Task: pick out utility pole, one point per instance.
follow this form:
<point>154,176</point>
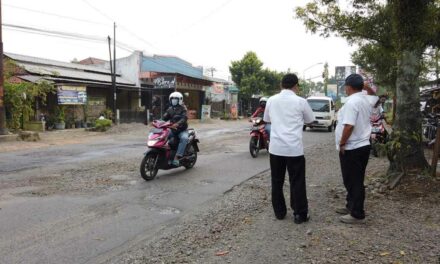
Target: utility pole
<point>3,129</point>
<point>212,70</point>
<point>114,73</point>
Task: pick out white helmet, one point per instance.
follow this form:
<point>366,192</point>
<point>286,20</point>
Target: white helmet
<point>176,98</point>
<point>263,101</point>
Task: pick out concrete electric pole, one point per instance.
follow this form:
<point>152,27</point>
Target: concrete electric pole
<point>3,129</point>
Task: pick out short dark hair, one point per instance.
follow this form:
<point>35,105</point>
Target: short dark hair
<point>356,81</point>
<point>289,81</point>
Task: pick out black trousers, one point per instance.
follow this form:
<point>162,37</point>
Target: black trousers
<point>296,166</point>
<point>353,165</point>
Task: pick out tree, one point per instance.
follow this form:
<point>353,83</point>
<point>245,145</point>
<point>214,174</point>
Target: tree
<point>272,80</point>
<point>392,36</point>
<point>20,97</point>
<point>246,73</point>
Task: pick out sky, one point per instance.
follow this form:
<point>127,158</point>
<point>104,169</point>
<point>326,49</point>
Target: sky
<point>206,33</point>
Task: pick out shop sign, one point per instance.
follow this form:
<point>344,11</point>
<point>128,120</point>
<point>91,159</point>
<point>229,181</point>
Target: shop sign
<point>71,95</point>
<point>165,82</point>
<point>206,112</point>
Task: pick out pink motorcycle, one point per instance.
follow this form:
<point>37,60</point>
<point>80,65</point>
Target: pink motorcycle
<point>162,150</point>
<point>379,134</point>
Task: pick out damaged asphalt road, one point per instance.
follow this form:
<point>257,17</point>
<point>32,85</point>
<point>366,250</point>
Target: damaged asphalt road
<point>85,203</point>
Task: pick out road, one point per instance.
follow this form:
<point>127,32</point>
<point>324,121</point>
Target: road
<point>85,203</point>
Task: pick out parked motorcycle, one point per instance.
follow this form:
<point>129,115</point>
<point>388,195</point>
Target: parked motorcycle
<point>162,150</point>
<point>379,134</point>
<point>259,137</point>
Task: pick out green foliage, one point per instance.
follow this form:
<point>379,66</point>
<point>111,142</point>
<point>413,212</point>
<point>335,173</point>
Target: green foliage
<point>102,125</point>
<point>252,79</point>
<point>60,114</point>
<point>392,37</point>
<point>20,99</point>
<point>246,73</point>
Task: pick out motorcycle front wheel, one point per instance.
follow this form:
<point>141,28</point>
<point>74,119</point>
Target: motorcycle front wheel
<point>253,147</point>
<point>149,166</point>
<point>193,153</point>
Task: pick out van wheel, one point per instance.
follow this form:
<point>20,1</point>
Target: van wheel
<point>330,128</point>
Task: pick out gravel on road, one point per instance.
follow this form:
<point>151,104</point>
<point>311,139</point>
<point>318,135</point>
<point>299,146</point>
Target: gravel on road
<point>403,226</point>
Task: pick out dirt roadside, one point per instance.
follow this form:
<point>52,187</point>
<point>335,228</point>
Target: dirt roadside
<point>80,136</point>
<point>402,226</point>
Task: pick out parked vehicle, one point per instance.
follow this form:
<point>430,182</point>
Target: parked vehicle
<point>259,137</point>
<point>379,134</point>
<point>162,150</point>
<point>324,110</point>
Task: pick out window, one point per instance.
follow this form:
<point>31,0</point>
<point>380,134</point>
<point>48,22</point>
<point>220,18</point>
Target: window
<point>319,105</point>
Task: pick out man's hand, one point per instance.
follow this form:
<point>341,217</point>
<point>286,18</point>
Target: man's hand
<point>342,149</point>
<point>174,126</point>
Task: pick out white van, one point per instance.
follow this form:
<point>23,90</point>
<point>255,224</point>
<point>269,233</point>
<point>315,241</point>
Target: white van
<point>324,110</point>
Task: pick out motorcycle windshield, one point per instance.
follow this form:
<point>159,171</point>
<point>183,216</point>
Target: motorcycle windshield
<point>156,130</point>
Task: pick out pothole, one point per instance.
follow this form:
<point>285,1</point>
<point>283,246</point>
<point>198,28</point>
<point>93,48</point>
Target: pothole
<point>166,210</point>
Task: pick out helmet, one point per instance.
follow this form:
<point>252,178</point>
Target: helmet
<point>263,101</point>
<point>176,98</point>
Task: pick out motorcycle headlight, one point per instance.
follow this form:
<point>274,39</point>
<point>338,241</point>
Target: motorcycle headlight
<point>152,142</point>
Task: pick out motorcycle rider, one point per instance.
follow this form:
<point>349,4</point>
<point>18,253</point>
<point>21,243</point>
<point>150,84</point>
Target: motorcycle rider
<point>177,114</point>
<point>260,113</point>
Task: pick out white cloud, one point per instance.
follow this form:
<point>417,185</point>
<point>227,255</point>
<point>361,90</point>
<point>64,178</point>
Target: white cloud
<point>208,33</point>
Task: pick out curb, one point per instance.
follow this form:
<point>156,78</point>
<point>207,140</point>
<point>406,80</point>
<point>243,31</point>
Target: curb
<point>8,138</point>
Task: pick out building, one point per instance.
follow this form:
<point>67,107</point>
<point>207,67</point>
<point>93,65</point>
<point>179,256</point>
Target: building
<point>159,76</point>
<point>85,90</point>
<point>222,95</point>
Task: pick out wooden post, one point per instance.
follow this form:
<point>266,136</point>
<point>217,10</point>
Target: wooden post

──────

- Task prompt: Present every line of the entries above as a numbered list. Skip blank lines and leave out the pictures.

- Task response:
1. Task: pick out utility pole, one point per instance.
2. follow this form:
3. <point>154,176</point>
4. Target: utility pole
5. <point>3,129</point>
6. <point>212,70</point>
7. <point>114,73</point>
8. Task: pick out white helmet, one point per instance.
9. follow this form:
10. <point>366,192</point>
11. <point>286,20</point>
12. Target: white helmet
13. <point>176,98</point>
14. <point>263,101</point>
15. Task: pick out concrete electric pole, one point per instance.
16. follow this form:
17. <point>152,27</point>
18. Target: concrete electric pole
19. <point>3,129</point>
20. Task: pick out short dark hair, one point per instance.
21. follow this form:
22. <point>35,105</point>
23. Target: short dark hair
24. <point>356,81</point>
25. <point>289,81</point>
26. Task: pick out black trousers, one point per instance.
27. follow this form:
28. <point>162,37</point>
29. Target: black trousers
30. <point>296,166</point>
31. <point>353,165</point>
32. Task: pick out tree, one point per instance.
33. follow this form:
34. <point>353,83</point>
35. <point>245,145</point>
36. <point>214,174</point>
37. Target: tree
38. <point>272,80</point>
39. <point>392,36</point>
40. <point>20,97</point>
41. <point>246,73</point>
42. Task: pick out sky, one point per instance.
43. follow this form:
44. <point>127,158</point>
45. <point>104,169</point>
46. <point>326,49</point>
47. Target: sky
48. <point>206,33</point>
49. Task: pick out shop sign, one point per instance.
50. follow this form:
51. <point>344,11</point>
52. <point>128,120</point>
53. <point>91,159</point>
54. <point>229,181</point>
55. Target: shop sign
56. <point>71,95</point>
57. <point>165,82</point>
58. <point>206,112</point>
59. Task: pick out pink motorcycle, one point per instance.
60. follow this form:
61. <point>37,60</point>
62. <point>80,65</point>
63. Target: pink motorcycle
64. <point>162,150</point>
65. <point>379,134</point>
66. Task: pick out damaged asphalt road, one point per instance.
67. follow this form:
68. <point>257,17</point>
69. <point>32,85</point>
70. <point>366,250</point>
71. Target: damaged asphalt road
72. <point>85,203</point>
73. Task: pick out road, one point per instance.
74. follow this form:
75. <point>127,32</point>
76. <point>324,121</point>
77. Target: road
78. <point>85,203</point>
79. Task: pick out parked motorcycle, one point per instance.
80. follow this form:
81. <point>129,115</point>
82. <point>388,195</point>
83. Target: parked motorcycle
84. <point>162,150</point>
85. <point>379,134</point>
86. <point>259,137</point>
87. Task: pick out green foliage, one point per instance.
88. follow this form:
89. <point>379,66</point>
90. <point>111,142</point>
91. <point>413,212</point>
92. <point>335,173</point>
93. Target: green foliage
94. <point>102,125</point>
95. <point>252,79</point>
96. <point>60,114</point>
97. <point>392,37</point>
98. <point>20,99</point>
99. <point>246,73</point>
100. Task: pick out motorcycle front wheel, one point per instance.
101. follow this form:
102. <point>141,28</point>
103. <point>74,119</point>
104. Target: motorcycle front wheel
105. <point>253,147</point>
106. <point>149,166</point>
107. <point>193,153</point>
108. Task: pick out van wheel, one point per instance.
109. follow this form:
110. <point>20,1</point>
111. Target: van wheel
112. <point>330,128</point>
113. Task: pick out gravel on road, one point per instance.
114. follow this form:
115. <point>151,104</point>
116. <point>311,139</point>
117. <point>318,135</point>
118. <point>299,146</point>
119. Target: gravel on road
120. <point>403,226</point>
121. Task: pick out dirt roadside, one point per instance.
122. follow this form:
123. <point>52,187</point>
124. <point>335,228</point>
125. Target: dirt roadside
126. <point>80,136</point>
127. <point>402,226</point>
128. Task: pick out parked vehicle, one point per instance.
129. follow this form:
130. <point>430,182</point>
131. Target: parked vehicle
132. <point>259,137</point>
133. <point>379,134</point>
134. <point>162,150</point>
135. <point>324,110</point>
136. Task: pick out window, one point per instance.
137. follow this form:
138. <point>31,0</point>
139. <point>380,134</point>
140. <point>48,22</point>
141. <point>220,18</point>
142. Target: window
143. <point>319,105</point>
144. Task: pick out man's hand, one point per instance.
145. follow this form:
146. <point>341,217</point>
147. <point>286,18</point>
148. Target: man's hand
149. <point>342,149</point>
150. <point>174,126</point>
151. Task: pick out white van, one point per instance.
152. follow this form:
153. <point>23,90</point>
154. <point>255,224</point>
155. <point>269,233</point>
156. <point>315,241</point>
157. Target: white van
158. <point>324,110</point>
159. Task: pick out motorcycle windshield, one point per instance.
160. follow this form:
161. <point>159,171</point>
162. <point>183,216</point>
163. Target: motorcycle windshield
164. <point>156,130</point>
165. Task: pick out pothole, one point per instance.
166. follow this form:
167. <point>285,1</point>
168. <point>283,246</point>
169. <point>198,28</point>
170. <point>93,48</point>
171. Target: pothole
172. <point>166,210</point>
173. Task: pick out helmet, one point per instance.
174. follow this form:
175. <point>252,178</point>
176. Target: helmet
177. <point>263,101</point>
178. <point>176,98</point>
179. Task: pick out motorcycle headlight, one point per instance.
180. follow this form:
181. <point>274,39</point>
182. <point>338,241</point>
183. Target: motorcycle headlight
184. <point>152,142</point>
185. Task: pick out motorcycle rider, one point per instance.
186. follow this form:
187. <point>349,4</point>
188. <point>18,253</point>
189. <point>21,243</point>
190. <point>150,84</point>
191. Target: motorcycle rider
192. <point>177,114</point>
193. <point>260,113</point>
194. Task: pick out white cloud, one point per instance.
195. follow this form:
196. <point>417,185</point>
197. <point>227,255</point>
198. <point>361,90</point>
199. <point>64,178</point>
200. Target: white cloud
201. <point>208,33</point>
202. Task: pick out curb, one point per instance.
203. follow this form:
204. <point>156,78</point>
205. <point>207,140</point>
206. <point>406,80</point>
207. <point>243,31</point>
208. Target: curb
209. <point>8,138</point>
210. Task: pick out building, one point per instance.
211. follow this form:
212. <point>67,107</point>
213. <point>207,67</point>
214. <point>93,65</point>
215. <point>179,256</point>
216. Target: building
217. <point>159,76</point>
218. <point>85,90</point>
219. <point>222,95</point>
220. Task: pick out wooden post, one point per instance.
221. follow this form:
222. <point>266,136</point>
223. <point>217,10</point>
224. Target: wooden post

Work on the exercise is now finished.